_PROBLEM REQUIREMENTS_:
Reproduce, word for word, the lines of the records below from the line containing "of the glass" through the final line of the records, inclusive.

_DATA TO USE_:
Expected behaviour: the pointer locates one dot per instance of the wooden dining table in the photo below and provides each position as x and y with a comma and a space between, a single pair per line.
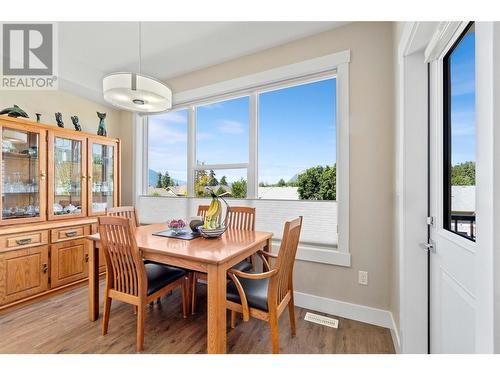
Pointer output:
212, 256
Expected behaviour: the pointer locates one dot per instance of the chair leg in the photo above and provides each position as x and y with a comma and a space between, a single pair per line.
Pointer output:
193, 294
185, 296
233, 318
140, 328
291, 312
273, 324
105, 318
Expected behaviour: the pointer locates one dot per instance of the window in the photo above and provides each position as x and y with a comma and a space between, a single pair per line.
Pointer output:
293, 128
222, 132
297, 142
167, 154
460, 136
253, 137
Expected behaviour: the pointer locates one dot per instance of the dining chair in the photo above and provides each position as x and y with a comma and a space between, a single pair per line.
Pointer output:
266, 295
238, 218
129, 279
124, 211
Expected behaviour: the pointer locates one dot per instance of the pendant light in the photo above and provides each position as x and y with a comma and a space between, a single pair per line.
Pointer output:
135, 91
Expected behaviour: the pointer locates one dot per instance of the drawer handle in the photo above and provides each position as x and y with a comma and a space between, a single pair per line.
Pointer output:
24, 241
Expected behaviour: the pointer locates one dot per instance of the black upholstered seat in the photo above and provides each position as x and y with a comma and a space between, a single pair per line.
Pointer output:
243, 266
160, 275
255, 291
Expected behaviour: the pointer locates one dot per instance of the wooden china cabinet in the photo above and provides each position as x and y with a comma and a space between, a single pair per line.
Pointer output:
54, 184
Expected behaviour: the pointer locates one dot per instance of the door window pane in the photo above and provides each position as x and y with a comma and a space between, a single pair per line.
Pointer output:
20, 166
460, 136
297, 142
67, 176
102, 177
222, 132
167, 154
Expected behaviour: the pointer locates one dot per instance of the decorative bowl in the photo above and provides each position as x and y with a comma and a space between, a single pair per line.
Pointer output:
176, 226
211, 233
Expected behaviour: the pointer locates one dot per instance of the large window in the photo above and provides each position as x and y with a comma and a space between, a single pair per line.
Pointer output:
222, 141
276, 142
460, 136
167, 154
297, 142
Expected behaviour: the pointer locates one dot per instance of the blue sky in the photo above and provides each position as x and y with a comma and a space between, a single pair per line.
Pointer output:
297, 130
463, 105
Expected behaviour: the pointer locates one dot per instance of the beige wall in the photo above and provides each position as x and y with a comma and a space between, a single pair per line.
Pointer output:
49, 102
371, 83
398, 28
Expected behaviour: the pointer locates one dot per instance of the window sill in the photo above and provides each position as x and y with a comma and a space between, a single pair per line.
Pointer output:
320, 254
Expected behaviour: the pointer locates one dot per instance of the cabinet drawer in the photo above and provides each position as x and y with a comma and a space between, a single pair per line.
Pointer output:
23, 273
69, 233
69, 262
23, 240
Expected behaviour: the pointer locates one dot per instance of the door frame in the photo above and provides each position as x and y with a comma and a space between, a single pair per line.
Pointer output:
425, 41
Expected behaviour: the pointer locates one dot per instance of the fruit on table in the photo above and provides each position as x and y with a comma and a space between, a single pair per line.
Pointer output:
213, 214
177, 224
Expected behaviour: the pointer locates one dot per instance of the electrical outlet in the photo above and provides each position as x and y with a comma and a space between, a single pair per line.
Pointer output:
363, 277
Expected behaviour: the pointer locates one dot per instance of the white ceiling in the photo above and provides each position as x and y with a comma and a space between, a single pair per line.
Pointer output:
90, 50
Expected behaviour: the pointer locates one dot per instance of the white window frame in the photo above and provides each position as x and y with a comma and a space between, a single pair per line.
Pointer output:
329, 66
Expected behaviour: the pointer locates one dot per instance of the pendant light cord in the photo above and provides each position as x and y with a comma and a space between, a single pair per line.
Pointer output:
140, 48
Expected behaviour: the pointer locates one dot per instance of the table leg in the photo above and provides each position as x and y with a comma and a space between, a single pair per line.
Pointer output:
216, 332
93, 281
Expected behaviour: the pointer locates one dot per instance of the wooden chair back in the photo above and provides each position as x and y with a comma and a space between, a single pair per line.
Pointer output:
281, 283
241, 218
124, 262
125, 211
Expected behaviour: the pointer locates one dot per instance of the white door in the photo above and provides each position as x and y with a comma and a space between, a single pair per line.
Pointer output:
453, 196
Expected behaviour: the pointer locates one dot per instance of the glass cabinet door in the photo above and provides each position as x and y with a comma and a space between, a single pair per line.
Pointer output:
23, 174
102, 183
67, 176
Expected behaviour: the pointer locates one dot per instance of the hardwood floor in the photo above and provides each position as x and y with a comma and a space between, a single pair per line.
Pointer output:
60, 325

_WRITTEN RESPONSE_:
Expected behaviour: the pointer locates one dot per instance of the glass cabinet door in the photo above and provides each position as x and y with a comma and a space between, a single pair per line.
Pointer output:
23, 174
102, 183
67, 176
Expected behaviour: the pointer locates one dot per instance of the hardwood floor in the photo above and provides each position as x and y with a comma and a space between, a single pair per line.
Pointer output:
60, 325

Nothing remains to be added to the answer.